■ **Work to do**: Reproduce all of the material below, replacing each occurrence of "pixel coordinates" with "pixel positions" and leaving everything else unchanged.

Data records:
⁂

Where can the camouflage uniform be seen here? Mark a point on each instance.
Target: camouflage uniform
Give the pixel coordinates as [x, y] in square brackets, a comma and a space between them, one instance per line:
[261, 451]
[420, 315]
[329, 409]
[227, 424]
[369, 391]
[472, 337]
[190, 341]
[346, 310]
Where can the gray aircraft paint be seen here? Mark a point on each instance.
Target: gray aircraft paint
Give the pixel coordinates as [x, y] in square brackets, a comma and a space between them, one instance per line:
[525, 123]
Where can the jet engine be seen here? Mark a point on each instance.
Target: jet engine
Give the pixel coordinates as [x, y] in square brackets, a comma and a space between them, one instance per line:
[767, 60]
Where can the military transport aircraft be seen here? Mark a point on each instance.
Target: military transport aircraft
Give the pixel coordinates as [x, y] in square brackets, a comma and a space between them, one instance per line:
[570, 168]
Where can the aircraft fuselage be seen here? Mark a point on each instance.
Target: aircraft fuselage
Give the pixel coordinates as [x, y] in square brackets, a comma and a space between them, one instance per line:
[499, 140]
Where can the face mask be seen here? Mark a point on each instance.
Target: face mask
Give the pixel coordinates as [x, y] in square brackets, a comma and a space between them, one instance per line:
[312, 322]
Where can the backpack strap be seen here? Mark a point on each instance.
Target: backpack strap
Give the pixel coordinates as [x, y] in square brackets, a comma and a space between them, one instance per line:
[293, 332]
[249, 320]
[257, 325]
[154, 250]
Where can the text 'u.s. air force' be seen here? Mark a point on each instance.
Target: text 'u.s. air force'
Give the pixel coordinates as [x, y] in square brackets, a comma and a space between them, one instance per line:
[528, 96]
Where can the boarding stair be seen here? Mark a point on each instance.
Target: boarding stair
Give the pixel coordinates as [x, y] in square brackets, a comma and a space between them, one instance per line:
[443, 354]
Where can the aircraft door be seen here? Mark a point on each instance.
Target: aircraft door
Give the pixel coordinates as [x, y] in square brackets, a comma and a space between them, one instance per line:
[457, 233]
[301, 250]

⁂

■ **Complete response**:
Where can the camouflage uniform be seen here? Mark a point on each instance.
Target: camouflage uniform
Give the pixel positions as [x, y] in square brackets, a comma and a space between them, one instance per line:
[261, 451]
[420, 315]
[329, 409]
[227, 424]
[369, 391]
[472, 337]
[190, 341]
[346, 310]
Where can the gray aircraft paint be seen here? Mark a point on each instance.
Target: gray aircraft paint
Give the pixel positions as [x, y] in square brackets, a comma and a space between them, one instance per line:
[525, 123]
Where can the jet engine be seen here? Mark a point on each instance.
Target: jet engine
Give the pixel positions as [x, y] in square brackets, a comma and a space between them, one instance per line:
[767, 60]
Where can the military transport aircraft be seen here? Mark a point on each instance.
Target: military transport aircraft
Give the pixel positions as [x, y] in square brackets, a comma and a space between them, one instance per line:
[570, 168]
Where can the aircraft fuselage be seen here? Mark a point on each instance.
Target: aircraft fuselage
Give the pixel positions as [x, y] in square brackets, a comma and a space between them, one instance per line:
[499, 140]
Where can the face mask be seen here? Mark a point on each instance.
Target: face mask
Give the pixel positions as [x, y] in square brackets, a comma and a space between them, one instance per line:
[312, 322]
Where can the backpack strap be seen here? Mark a point on each instance.
Target: backpack strap
Give the pixel positions as [x, y] in square brackets, a comma and a space between them, one instance per line:
[293, 332]
[249, 320]
[257, 325]
[154, 250]
Where can the text 'u.s. air force' be seen here? Mark a point on each instance.
Target: text 'u.s. air force'
Give the pixel positions as [x, y] in square brackets, a comma and a space between them, one instance per line:
[528, 96]
Where can the boarding stair be seen here? Mark a point on each instance.
Target: boarding stair
Give the pixel positions as [x, y] in square brackets, a comma and a space between them, one instance per line:
[443, 354]
Where can the aircraft door be seen here? Mark a point on each instance.
Target: aircraft door
Give the pixel positions as [x, y] in square brackets, a comma and a space between them, one instance per line:
[457, 233]
[301, 250]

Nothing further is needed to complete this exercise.